● Requisitos del ejercicio
1. Reproduce el pasaje del texto sobre la novela y el sobreviviente que empieza en las palabras "La novela es" y termina tras las palabras "por el coronavirus.".
2. En el texto sobre la novela y el sobreviviente, ¿qué busca Marcel Proust?

● Documento fuente
■ ■ ■ ■ ■ ■ ■

La novela es el género del sobreviviente y es por eso que su tema recurrente, medular, es el (o la) sobreviviente: es Alonso Quijano que revive la orden de la caballería, es Anna Karénina que deja atrás su mundo y se aferra al amor, es Marcel Proust que busca el tiempo que se le fue. ¿A qué obedecen todas estas historias sino a la necesidad de contemplar, observar, estudiar al ser humano roto, enajenado? Como diría Viktor Frankl (otro sobreviviente), en busca de sentido. Sin la peste negra nada de esto hubiera sucedido. El apocalipsis medieval acabó con todo lo sólido, estable y fijo que fue el mundo antiguo. Dio paso no a otro mundo, sino al mundo opuesto, donde nada es fijo, donde todo se mueve y todo cambia. Boccaccio y sus congéneres cruzaron una frontera irreversible, tal como nosotros la estamos cruzando ahora, la humanidad sobreviviente del siglo XXI, atrapada por el coronavirus.

■ ■ ■ ■ ■ ■ ■

Elementos guardados:
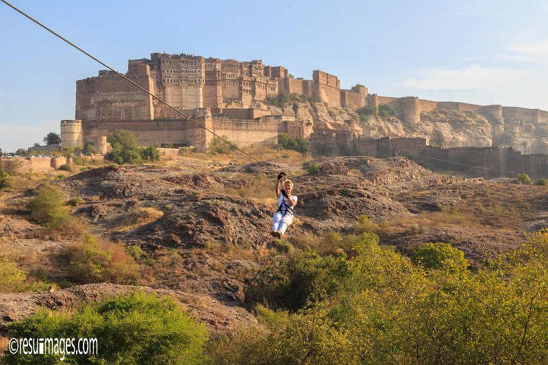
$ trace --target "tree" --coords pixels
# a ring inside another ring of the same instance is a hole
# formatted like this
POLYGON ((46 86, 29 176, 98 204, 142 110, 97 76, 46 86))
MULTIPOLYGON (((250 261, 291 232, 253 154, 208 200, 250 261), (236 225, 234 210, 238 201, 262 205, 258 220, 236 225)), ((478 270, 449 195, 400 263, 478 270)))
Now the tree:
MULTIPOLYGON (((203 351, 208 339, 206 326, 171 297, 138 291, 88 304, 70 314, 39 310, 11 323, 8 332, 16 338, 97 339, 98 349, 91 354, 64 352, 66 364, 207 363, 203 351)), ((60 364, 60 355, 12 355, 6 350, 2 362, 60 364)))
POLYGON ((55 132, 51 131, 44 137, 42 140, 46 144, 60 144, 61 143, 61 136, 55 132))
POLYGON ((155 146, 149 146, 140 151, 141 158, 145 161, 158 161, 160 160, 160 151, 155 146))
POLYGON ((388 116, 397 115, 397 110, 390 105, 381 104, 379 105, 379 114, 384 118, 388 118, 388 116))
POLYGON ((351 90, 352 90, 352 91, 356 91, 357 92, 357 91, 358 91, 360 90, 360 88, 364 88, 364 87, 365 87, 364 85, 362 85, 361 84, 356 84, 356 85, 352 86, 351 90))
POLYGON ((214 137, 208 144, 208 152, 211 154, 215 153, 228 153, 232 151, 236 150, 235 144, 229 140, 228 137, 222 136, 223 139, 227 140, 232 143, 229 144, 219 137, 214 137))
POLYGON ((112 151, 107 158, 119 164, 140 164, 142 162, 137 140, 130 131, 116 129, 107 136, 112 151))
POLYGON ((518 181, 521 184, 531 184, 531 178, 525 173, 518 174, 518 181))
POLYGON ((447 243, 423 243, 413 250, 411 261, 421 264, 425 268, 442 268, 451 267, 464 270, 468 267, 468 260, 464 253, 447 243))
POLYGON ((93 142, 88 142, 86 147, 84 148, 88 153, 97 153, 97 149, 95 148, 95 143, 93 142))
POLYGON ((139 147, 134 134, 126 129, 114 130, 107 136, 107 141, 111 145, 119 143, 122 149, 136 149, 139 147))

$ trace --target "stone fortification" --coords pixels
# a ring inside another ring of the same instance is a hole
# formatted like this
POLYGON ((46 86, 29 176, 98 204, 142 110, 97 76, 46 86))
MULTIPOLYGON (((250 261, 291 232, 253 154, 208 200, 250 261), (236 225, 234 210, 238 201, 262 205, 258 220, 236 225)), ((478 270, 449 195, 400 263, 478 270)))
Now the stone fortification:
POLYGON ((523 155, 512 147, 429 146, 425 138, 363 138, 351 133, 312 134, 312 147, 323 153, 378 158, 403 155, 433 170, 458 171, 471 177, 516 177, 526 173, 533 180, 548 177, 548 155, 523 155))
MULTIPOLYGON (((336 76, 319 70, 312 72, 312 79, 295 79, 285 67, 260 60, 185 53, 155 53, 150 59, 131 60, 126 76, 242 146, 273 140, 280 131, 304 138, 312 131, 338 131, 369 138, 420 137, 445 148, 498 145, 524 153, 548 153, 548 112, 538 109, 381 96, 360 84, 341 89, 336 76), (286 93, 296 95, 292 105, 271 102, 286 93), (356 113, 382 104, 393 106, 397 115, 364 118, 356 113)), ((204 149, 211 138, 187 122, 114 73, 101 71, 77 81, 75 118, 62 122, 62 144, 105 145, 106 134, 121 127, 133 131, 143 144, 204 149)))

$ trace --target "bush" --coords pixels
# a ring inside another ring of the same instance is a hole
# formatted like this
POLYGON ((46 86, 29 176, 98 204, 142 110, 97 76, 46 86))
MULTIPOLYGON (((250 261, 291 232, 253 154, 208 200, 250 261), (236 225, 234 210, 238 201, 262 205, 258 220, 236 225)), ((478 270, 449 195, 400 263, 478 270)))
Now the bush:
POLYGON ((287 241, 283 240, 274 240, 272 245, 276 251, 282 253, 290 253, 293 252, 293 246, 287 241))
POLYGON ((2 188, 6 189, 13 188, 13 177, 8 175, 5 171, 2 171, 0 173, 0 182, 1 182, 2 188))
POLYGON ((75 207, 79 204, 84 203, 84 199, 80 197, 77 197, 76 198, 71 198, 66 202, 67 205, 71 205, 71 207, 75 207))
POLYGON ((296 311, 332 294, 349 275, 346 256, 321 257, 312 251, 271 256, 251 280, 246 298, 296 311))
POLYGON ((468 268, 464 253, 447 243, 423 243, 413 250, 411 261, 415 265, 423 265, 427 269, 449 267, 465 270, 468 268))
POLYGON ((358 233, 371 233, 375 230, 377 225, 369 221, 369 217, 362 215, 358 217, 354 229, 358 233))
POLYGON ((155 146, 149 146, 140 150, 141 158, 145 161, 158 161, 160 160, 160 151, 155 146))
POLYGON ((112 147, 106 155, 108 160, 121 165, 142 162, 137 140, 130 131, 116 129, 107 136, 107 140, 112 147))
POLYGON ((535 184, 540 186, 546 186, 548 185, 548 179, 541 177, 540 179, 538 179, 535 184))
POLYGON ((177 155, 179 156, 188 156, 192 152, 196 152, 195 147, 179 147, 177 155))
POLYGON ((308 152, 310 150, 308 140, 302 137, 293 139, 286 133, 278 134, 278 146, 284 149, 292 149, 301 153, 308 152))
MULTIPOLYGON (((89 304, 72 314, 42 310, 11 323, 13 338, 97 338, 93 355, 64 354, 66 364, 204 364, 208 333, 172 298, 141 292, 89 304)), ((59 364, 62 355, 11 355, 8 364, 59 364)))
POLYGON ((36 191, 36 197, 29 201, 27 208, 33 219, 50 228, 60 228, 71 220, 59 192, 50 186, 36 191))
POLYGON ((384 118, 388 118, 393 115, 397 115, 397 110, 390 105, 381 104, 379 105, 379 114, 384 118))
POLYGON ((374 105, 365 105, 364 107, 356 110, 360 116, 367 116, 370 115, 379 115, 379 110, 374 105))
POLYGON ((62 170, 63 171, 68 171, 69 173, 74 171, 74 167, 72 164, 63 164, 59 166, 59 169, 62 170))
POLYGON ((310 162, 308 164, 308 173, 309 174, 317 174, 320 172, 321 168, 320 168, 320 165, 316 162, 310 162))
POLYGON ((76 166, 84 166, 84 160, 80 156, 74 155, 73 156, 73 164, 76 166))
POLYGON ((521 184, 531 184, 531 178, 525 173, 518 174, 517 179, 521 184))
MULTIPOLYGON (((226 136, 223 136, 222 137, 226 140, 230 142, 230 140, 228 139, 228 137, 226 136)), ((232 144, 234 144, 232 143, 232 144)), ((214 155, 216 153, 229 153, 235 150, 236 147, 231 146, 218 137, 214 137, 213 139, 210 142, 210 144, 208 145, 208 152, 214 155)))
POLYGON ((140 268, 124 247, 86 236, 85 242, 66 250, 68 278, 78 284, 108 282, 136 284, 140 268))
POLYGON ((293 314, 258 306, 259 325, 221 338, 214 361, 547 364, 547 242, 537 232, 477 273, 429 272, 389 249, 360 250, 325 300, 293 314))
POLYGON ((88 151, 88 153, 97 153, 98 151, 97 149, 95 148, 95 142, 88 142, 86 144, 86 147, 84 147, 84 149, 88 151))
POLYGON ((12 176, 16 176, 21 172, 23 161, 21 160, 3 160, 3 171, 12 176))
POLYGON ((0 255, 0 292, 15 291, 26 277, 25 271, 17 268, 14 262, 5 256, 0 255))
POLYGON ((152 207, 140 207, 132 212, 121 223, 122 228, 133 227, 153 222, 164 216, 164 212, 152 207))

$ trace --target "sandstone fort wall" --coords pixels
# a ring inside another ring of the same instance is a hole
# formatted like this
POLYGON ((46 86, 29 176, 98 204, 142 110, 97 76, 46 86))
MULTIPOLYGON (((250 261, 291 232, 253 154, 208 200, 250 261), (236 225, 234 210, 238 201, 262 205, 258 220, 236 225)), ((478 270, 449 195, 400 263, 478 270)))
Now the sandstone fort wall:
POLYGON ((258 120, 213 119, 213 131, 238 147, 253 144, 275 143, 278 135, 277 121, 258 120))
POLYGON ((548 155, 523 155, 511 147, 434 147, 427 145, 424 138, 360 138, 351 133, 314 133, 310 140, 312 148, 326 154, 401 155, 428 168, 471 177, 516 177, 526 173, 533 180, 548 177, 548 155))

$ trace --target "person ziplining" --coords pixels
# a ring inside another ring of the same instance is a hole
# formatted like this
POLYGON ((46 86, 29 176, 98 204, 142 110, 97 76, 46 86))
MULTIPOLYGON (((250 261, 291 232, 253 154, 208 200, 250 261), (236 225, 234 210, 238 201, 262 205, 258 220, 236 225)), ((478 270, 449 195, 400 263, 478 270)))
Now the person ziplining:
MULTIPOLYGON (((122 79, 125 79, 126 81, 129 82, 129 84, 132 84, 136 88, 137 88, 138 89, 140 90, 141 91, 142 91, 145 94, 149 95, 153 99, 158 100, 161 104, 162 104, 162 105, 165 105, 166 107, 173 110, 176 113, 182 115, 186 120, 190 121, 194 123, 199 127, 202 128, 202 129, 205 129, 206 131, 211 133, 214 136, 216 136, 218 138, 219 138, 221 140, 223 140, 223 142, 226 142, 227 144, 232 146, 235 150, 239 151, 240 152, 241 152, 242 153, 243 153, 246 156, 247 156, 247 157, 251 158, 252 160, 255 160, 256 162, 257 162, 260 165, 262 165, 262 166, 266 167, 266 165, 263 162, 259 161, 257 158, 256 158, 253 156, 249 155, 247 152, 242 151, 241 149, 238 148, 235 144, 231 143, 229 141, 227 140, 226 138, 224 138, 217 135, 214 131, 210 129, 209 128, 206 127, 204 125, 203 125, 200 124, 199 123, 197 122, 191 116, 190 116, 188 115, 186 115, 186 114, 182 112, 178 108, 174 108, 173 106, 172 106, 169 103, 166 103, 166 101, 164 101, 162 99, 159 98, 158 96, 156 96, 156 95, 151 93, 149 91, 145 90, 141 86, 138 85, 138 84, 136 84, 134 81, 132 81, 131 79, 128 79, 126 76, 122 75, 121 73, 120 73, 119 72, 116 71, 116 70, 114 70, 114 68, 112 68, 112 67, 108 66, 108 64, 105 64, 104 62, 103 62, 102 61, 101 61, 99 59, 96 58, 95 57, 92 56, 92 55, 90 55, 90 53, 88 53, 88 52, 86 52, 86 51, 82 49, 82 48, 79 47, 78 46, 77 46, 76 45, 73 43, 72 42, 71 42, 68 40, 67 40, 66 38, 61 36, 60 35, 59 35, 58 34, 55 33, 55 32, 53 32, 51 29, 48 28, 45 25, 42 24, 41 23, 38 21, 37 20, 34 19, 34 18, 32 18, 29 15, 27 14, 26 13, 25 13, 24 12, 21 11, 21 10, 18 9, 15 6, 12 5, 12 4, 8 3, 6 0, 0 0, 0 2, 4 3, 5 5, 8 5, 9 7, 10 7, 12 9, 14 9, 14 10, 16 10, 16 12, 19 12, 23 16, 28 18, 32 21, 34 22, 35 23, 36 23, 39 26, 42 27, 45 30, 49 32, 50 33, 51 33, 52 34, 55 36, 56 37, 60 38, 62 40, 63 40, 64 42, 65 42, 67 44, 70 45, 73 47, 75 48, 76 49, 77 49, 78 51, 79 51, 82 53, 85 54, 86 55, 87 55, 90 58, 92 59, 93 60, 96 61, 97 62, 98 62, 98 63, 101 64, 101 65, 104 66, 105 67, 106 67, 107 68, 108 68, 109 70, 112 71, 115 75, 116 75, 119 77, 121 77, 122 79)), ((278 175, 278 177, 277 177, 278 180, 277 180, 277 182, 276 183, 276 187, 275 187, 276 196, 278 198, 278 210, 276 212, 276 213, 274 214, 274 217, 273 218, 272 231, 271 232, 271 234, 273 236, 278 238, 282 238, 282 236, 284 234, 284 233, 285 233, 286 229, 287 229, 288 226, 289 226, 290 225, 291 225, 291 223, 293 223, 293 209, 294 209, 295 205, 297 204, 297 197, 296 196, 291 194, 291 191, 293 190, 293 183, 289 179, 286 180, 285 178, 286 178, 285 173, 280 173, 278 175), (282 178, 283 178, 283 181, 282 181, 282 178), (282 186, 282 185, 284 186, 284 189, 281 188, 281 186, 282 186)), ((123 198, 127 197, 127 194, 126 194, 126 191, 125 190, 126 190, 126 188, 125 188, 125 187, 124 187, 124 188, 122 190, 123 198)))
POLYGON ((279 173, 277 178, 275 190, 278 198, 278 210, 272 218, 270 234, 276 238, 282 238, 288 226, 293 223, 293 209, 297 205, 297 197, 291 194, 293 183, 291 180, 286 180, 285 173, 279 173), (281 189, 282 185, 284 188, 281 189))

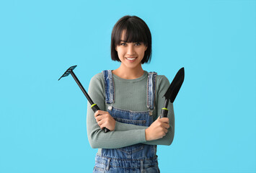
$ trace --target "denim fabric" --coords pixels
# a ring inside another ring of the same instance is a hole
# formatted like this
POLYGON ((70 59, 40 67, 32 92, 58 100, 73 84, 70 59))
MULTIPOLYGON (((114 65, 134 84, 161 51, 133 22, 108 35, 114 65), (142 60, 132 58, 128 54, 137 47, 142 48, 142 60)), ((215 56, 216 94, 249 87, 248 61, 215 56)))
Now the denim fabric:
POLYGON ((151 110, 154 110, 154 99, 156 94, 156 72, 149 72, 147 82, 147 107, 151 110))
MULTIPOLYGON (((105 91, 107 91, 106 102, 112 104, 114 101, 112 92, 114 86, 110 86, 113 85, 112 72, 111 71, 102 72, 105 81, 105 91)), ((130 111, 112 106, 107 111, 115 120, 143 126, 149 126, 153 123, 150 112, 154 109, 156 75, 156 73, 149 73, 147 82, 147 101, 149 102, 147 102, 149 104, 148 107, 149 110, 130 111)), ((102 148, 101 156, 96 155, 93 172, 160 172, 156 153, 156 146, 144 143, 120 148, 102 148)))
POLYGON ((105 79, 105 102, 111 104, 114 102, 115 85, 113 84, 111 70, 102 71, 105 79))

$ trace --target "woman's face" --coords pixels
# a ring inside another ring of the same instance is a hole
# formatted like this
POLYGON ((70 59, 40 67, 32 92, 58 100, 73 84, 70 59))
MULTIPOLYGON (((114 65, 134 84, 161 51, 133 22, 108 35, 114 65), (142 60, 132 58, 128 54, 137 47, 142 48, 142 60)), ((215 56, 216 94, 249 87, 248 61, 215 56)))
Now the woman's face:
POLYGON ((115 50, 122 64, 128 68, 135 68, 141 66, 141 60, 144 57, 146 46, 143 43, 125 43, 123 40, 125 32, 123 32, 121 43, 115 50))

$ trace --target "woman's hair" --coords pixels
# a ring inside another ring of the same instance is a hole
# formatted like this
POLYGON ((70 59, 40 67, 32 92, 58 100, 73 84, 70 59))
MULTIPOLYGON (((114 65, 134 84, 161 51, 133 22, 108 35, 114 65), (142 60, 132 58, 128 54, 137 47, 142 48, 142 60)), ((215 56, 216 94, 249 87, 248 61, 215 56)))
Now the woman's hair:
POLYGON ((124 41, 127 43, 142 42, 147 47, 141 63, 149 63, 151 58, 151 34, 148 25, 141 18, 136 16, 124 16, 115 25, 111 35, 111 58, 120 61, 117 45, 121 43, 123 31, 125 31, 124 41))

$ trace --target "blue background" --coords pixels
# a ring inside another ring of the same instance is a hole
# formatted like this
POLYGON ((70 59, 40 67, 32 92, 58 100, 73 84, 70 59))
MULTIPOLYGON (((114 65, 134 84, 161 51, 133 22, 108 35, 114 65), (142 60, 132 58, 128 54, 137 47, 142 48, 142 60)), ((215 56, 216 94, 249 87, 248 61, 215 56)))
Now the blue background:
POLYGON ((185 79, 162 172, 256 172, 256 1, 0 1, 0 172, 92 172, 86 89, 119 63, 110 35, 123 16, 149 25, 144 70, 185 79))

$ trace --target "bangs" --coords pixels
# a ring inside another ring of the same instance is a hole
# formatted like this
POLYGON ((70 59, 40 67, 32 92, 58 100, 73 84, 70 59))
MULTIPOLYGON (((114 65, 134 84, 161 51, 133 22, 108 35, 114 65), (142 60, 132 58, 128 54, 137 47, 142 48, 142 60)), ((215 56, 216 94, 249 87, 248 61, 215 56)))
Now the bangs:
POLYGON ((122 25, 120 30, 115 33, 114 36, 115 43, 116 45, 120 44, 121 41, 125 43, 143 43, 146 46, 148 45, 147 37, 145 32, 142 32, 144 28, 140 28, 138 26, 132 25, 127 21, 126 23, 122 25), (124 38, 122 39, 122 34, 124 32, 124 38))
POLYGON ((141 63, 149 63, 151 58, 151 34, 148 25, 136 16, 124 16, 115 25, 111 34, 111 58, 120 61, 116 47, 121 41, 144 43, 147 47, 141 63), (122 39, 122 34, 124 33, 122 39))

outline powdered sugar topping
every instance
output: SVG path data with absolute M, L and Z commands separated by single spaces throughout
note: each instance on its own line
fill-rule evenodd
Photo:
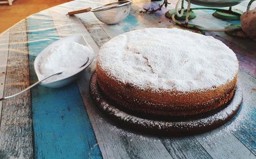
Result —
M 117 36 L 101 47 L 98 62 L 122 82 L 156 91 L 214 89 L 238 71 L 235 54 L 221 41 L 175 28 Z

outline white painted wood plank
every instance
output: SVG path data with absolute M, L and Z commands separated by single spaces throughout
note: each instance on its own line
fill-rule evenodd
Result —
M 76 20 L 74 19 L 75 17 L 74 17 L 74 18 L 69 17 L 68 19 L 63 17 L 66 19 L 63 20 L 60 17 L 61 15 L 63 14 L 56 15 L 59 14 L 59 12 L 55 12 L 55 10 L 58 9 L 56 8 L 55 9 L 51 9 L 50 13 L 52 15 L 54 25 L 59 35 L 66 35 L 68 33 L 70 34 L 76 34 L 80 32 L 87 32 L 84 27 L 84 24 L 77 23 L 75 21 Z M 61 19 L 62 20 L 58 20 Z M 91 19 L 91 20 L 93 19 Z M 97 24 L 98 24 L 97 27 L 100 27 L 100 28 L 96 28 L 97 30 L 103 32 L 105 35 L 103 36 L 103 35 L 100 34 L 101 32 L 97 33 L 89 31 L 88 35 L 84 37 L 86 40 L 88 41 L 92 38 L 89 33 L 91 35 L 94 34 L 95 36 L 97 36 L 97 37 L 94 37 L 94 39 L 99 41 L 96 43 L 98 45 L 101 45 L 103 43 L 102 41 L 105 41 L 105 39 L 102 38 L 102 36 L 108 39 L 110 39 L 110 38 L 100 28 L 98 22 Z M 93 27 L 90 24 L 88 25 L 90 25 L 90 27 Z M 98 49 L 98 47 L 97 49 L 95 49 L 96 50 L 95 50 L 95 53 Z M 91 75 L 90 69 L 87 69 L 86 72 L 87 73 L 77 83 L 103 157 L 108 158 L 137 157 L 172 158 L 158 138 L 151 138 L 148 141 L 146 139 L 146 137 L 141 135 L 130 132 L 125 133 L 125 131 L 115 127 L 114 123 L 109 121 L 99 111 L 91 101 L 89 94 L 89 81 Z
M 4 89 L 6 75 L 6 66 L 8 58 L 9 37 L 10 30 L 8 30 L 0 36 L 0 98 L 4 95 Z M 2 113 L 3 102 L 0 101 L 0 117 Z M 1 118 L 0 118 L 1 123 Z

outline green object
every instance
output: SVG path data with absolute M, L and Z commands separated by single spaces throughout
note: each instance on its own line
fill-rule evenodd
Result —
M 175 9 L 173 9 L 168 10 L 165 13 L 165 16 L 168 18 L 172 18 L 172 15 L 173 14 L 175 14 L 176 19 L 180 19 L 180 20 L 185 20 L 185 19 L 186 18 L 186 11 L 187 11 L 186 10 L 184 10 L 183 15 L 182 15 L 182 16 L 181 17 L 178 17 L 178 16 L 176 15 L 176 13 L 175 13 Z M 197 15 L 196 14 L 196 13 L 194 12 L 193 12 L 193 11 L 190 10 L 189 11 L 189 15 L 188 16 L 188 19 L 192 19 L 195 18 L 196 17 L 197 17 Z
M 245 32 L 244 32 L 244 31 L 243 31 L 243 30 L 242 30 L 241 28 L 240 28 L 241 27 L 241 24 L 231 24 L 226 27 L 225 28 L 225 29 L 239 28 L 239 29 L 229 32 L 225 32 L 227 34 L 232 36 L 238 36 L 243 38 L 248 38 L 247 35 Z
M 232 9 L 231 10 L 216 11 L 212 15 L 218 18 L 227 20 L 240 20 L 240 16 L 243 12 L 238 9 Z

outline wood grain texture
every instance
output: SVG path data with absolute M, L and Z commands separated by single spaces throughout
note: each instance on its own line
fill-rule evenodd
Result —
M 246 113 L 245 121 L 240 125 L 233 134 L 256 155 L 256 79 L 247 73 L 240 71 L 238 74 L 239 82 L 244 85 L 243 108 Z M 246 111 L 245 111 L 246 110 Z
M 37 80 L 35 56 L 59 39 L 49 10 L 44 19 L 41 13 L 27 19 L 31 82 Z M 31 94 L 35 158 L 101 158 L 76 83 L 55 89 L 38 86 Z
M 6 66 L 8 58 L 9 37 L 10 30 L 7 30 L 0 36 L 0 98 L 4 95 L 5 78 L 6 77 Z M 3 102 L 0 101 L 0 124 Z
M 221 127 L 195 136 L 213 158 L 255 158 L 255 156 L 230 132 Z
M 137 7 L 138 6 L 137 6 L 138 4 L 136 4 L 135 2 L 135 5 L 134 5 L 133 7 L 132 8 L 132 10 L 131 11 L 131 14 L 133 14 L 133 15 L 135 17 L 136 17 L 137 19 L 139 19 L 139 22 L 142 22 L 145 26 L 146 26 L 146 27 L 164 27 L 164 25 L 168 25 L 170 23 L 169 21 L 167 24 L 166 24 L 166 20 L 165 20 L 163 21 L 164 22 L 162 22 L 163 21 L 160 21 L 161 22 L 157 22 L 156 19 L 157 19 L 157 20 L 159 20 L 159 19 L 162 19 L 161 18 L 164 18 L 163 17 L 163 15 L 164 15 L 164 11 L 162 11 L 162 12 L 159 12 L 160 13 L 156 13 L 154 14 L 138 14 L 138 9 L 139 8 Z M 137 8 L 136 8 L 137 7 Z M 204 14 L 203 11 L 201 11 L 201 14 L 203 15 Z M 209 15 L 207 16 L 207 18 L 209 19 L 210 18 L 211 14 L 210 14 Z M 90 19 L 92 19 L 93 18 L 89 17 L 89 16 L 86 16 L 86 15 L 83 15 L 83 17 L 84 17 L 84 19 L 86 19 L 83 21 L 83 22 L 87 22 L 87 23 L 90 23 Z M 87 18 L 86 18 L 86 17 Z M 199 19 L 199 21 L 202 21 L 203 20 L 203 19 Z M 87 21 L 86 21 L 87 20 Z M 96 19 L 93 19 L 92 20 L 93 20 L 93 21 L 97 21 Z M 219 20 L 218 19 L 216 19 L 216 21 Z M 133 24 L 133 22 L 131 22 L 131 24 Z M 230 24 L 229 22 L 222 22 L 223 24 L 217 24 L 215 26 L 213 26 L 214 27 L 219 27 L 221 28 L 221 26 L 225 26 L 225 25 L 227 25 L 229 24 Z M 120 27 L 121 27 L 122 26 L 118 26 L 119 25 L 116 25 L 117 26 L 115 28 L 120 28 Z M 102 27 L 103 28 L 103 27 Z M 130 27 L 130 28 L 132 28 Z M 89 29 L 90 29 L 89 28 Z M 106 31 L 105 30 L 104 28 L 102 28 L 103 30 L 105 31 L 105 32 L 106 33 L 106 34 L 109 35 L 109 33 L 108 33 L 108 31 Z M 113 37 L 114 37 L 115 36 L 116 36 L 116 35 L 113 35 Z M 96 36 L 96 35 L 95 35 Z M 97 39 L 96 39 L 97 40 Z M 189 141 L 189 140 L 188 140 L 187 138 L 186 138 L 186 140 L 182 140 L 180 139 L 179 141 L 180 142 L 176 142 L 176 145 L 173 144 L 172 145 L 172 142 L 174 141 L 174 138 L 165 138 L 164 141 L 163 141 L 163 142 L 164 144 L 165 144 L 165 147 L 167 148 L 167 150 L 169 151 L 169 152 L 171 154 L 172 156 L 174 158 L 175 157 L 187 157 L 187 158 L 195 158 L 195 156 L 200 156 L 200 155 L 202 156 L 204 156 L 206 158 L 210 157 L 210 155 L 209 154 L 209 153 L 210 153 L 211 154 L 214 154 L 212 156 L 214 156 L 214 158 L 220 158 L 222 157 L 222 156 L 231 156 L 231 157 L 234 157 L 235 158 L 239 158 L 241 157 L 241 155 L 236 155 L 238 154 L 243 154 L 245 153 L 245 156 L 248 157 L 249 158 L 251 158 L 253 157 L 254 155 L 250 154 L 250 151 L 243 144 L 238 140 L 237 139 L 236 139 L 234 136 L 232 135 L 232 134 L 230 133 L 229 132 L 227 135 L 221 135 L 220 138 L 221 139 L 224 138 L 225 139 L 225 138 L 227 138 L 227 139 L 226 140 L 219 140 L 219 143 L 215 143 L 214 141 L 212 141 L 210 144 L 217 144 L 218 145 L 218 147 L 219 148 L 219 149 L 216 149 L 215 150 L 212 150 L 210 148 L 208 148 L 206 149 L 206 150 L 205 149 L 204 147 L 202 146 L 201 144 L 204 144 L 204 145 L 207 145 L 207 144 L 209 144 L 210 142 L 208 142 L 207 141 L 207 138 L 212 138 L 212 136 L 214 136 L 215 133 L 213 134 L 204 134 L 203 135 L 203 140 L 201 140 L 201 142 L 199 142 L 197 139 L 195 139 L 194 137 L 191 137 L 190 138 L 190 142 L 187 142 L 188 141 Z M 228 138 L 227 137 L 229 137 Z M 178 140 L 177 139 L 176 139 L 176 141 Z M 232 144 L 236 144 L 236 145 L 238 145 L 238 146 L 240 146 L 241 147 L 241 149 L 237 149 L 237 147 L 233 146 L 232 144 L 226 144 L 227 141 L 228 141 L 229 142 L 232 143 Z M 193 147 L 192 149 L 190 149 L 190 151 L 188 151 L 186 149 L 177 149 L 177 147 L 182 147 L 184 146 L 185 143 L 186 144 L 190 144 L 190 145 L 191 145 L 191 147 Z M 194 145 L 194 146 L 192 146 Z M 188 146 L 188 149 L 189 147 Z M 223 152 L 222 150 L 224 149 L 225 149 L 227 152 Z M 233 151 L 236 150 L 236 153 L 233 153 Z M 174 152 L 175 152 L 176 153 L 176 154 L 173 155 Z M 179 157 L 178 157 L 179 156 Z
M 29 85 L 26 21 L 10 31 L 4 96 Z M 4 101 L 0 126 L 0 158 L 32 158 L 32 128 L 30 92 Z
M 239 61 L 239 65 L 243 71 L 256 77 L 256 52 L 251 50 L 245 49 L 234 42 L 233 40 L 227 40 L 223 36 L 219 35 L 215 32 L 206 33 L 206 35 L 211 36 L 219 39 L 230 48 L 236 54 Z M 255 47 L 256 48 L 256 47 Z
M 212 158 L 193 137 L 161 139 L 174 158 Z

■ ■ ■ ■ ■ ■ ■

● Respuestas del ejercicio
1.
La novela es el género del sobreviviente y es por eso que su tema recurrente, medular, es el (o la) sobreviviente: es Alonso Quijano que revive la orden de la caballería, es Anna Karénina que deja atrás su mundo y se aferra al amor, es Marcel Proust que busca el tiempo que se le fue. ¿A qué obedecen todas estas historias sino a la necesidad de contemplar, observar, estudiar al ser humano roto, enajenado? Como diría Viktor Frankl (otro sobreviviente), en busca de sentido. Sin la peste negra nada de esto hubiera sucedido. El apocalipsis medieval acabó con todo lo sólido, estable y fijo que fue el mundo antiguo. Dio paso no a otro mundo, sino al mundo opuesto, donde nada es fijo, donde todo se mueve y todo cambia. Boccaccio y sus congéneres cruzaron una frontera irreversible, tal como nosotros la estamos cruzando ahora, la humanidad sobreviviente del siglo XXI, atrapada por el coronavirus.

2. El tiempo que se le fue.